[START Page excerpt]
Khaled Mashaal, whose group has carried out dozens of deadly suicide attacks on Israelis over the years, also restated Hamas' rejection of U.S. and Israeli demands to disarm.

"All circumstances on the ground, the regional political atmosphere and the Palestinian situation are not encouraging to renew the truce," Mashaal told The Associated Press in a telephone interview. "Hamas is not going to renew the truce because Israel did not abide by the conditions of the truce."

Mashaal said Israel hasn't released Palestinian prisoners, ended attacks on Palestinian areas and assassinations of militant leaders or stopped confiscation of Palestinian lands.

The Egyptian government brokered the informal truce between Israel and militant Palestinian factions to run through the end of the year.

Egyptian President Hosni Mubarak has invited all Palestinian groups to Cairo to talk about extending the cease-fire for another year. But Hamas last week asked Egypt to delay the talks until after Palestinian parliamentary elections Jan. 25.
[END Page excerpt]
*Instructions:*
(A) In the news excerpt about the Hamas truce, list each truce condition that Mashaal says Israel failed to meet.
(B) Carry on the news excerpt about the Hamas truce, picking up after its final sentence.
The entries have no role in this work on the news excerpt about the Hamas truce.
[START Excerpted records]
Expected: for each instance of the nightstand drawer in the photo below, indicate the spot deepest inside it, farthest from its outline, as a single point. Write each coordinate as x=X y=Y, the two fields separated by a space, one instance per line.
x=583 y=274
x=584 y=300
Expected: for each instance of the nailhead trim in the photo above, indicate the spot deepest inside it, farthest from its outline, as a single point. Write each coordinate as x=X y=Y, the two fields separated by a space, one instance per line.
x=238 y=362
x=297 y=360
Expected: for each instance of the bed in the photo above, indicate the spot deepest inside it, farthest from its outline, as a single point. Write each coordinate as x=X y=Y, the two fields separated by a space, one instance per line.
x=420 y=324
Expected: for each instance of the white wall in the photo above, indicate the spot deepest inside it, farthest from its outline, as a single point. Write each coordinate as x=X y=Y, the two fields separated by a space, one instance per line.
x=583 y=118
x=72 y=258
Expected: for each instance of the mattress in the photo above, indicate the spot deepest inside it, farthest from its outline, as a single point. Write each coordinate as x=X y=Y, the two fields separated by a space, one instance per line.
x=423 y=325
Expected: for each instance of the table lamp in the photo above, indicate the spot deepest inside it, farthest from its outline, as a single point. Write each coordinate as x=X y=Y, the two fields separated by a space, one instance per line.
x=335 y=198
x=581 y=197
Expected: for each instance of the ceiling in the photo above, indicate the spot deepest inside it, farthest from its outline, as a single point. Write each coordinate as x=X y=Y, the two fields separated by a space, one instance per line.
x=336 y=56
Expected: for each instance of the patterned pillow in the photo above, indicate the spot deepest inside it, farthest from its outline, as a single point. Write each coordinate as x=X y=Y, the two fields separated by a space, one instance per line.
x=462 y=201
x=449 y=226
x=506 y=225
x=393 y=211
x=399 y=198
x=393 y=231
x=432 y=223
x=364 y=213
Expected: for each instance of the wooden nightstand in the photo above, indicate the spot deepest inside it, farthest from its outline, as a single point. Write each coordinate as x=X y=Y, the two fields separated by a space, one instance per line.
[END Excerpted records]
*Answers for the exercise:*
(A)
- Releasing Palestinian prisoners
- Ending attacks on Palestinian areas
- Ending assassinations of militant leaders
- Stopping confiscation of Palestinian lands

(B)
Mashaal rejected U.S. calls for Hamas to disarm and join the political process, saying this was not possible while Israeli occupation of Palestinian territory continued.

"The resistance must go hand in hand with political work," he said. "It is not accepted to pressure the resistance to choose between resistance and politics."

Asked if Hamas would accept a peace accord creating an independent Palestinian state alongside Israel, Mashaal said the group "will never abandon any Palestinian right and will not recognize the legitimacy of occupation whatsoever."

The United States and Israel consider Hamas a terrorist organization and have repeatedly demanded that Palestinian Authority leader Mahmoud Abbas disarm the Islamic group. He has repeatedly refused, saying such a confrontation would provoke civil war among Palestinians.

Instead, Abbas has brokered a shaky agreement with militants not to attack Israel and has worked to bring them into Palestinian political life by having them field candidates in the parliamentary elections.